== Texto da página

Estudos mais recentes mostram como este método é seguro durante o primeiro trimestre de gravidez, isto é, até às 13 semanas de gestação. Para o comprovar, o The New York Times analisou 101 estudos que no total examinaram mais de 124 mil abortos, em 30 anos (de 1991 a 2023) e em 26 países. “A grande maioria relata que mais de 99% das pacientes que tomaram os comprimidos não tiveram complicações sérias”, escreveu o jornal norte-americano.
"Na aquisição de medicação no mercado negro, na Internet, ou noutros sítios, a segurança dos medicamentos está em causa. As pessoas podem achar que estão a comprar uma coisa e estão a comprar outra”, explica a médica de família Mara Carvalho.
A eficácia de que os estudos falam refere-se à toma combinada dos dois medicamentos. No entanto, o habitual no aborto inseguro é o uso de apenas um dos fármacos. Isto porque a mifepristona só é usada em contexto hospitalar, estando fora da circulação comercial, enquanto o misoprostol é de fácil acesso ao ser vendido em farmácias e estar na composição de outros medicamentos, como acontece com alguns dos fármacos para problemas nas articulações.
Foi exatamente o que Cecília fez para terminar a sua gravidez indesejada. Na altura com 24 anos, relembra como “entrou em contato com o suposto pai”, que não lhe “deu muito suporte”. A jovem brasileira residente em Portugal tinha a decisão tomada, mas não sabia como pôr fim à sua gravidez. “Fiz longas pesquisas na Internet para saber quais eram as formas de fazer mais seguras”, conta.
Nas suas pesquisas encontrou a informação de que poderia abortar com o medicamento para os problemas nas articulações. “O suposto pai tinha um problema no joelho e eu falei ‘você se vira e vai no médico que com receita consegue [o medicamento] e resolve a minha situação'”, recorda. Mas, enquanto esperava para saber se conseguiria o medicamento, continuou à procura de outras soluções. “Já estava na ansiedade de que precisava de fazer tudo o quanto antes, que é mais seguro”, explica. “Ele até conseguiu o remédio, mas eu já tinha comprado”, acrescenta.
Conseguiu o contacto de uma pessoa que vendia substâncias ilegais. “Comprei o medicamento sem a receita, mas, na altura, o que ele comprou por três euros a caixa, eu comprei por 120”, conta. Foi no WhatsApp que fez a compra e que teve o acompanhamento dessa mesma pessoa. Foi-lhe explicado por mensagem o procedimento e dadas instruções, mas acabou por seguir as que encontrou na Internet: pôs quatro comprimidos debaixo da língua até que se dissolvessem. Repetiu o processo até ter tomado 12.
Fez o procedimento à noite e quando acordou enviou mensagem para saber se teria feito tudo bem. “Em princípio você fez tudo certo, pode ficar tranquila”, diz ter recebido como resposta. Nunca duvidou da segurança dos medicamentos, uma vez que comprou a um “farmacêutico ou a alguém [que trabalhava] dentro da farmácia”. Recebeu pelo correio um “kitzinho para fazer tudo certo”, com “o remédio necessário, mais o antibiótico e o remédio para dor”. Todos os medicamentos vinham dentro da embalagem e com a devida validade.

====

_Exercícios propostos:_
[1] Responda a estas perguntas sobre o texto do aborto com medicamentos:
(a) Quantos estudos analisou o The New York Times?
(b) Que idade tinha Cecília quando terminou a gravidez?
(c) Quantos comprimidos tomou Cecília no total?
[2] Transcreva o texto do aborto com medicamentos desde "Estudos mais recentes" até "família Mara Carvalho.", inclusive, trocando "jornal" por "diário".
Os registos constituem material independente do texto.

== Registos fornecidos

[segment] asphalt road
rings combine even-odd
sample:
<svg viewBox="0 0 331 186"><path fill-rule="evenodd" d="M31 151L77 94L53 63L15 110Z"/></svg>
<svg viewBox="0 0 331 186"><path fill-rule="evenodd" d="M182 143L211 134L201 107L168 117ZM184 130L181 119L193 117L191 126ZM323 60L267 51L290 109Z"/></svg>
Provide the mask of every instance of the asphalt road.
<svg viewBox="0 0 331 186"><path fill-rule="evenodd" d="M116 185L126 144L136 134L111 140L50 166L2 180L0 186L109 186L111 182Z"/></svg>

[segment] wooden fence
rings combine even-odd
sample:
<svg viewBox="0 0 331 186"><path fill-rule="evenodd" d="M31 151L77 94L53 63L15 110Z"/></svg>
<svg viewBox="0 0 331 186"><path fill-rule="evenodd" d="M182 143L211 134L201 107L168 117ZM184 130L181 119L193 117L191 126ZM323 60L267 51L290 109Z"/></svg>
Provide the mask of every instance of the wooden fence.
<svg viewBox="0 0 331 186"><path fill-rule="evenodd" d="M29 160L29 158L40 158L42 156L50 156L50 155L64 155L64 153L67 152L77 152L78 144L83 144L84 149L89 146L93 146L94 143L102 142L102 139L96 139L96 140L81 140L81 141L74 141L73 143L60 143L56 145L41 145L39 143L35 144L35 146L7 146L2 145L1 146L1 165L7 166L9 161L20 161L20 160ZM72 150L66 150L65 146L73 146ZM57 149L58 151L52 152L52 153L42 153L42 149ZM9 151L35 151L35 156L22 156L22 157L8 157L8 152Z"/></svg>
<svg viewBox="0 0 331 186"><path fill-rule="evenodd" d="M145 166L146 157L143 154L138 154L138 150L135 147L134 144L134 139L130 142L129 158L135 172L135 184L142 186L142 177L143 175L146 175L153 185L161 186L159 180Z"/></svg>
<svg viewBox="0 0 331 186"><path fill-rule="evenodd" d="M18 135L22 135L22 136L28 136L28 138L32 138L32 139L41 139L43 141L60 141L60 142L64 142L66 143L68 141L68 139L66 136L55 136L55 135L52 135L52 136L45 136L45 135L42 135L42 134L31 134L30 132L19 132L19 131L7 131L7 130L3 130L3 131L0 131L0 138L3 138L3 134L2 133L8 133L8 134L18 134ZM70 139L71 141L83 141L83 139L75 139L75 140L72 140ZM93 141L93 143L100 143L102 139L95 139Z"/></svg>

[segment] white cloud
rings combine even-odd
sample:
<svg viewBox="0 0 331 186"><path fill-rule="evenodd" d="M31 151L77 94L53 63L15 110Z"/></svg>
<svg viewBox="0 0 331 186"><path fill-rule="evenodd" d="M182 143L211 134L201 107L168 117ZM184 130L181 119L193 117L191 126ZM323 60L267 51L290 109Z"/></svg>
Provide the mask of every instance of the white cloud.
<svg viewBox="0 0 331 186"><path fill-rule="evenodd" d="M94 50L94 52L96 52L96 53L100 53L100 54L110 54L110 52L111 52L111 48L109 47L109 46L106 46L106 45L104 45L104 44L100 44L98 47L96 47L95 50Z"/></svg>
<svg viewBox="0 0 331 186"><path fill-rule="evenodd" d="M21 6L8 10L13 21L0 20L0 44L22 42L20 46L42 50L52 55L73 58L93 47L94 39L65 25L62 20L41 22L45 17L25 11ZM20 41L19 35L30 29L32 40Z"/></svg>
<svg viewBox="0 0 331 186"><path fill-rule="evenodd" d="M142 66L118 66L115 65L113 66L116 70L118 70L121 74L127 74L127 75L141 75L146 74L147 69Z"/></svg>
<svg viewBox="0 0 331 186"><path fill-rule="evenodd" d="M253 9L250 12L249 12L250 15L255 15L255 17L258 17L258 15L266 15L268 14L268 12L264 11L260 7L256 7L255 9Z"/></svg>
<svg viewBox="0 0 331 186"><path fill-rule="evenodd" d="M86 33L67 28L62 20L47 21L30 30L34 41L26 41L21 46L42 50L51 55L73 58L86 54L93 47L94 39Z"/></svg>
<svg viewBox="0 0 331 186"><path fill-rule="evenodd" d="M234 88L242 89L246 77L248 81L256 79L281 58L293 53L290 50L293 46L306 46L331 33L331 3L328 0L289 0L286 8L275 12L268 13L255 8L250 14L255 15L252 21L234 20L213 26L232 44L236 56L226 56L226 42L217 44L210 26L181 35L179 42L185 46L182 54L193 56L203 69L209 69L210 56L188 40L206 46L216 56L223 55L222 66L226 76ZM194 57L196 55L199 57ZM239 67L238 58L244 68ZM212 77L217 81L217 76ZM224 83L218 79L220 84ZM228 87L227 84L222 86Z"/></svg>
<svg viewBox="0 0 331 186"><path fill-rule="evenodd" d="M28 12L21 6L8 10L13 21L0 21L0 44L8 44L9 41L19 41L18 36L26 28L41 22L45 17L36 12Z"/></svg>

====

_Soluções por exercício:_
[1]
(a) 101 estudos.
(b) 24 anos.
(c) 12 comprimidos.

[2]
Estudos mais recentes mostram como este método é seguro durante o primeiro trimestre de gravidez, isto é, até às 13 semanas de gestação. Para o comprovar, o The New York Times analisou 101 estudos que no total examinaram mais de 124 mil abortos, em 30 anos (de 1991 a 2023) e em 26 países. “A grande maioria relata que mais de 99% das pacientes que tomaram os comprimidos não tiveram complicações sérias”, escreveu o diário norte-americano.
"Na aquisição de medicação no mercado negro, na Internet, ou noutros sítios, a segurança dos medicamentos está em causa. As pessoas podem achar que estão a comprar uma coisa e estão a comprar outra”, explica a médica de família Mara Carvalho.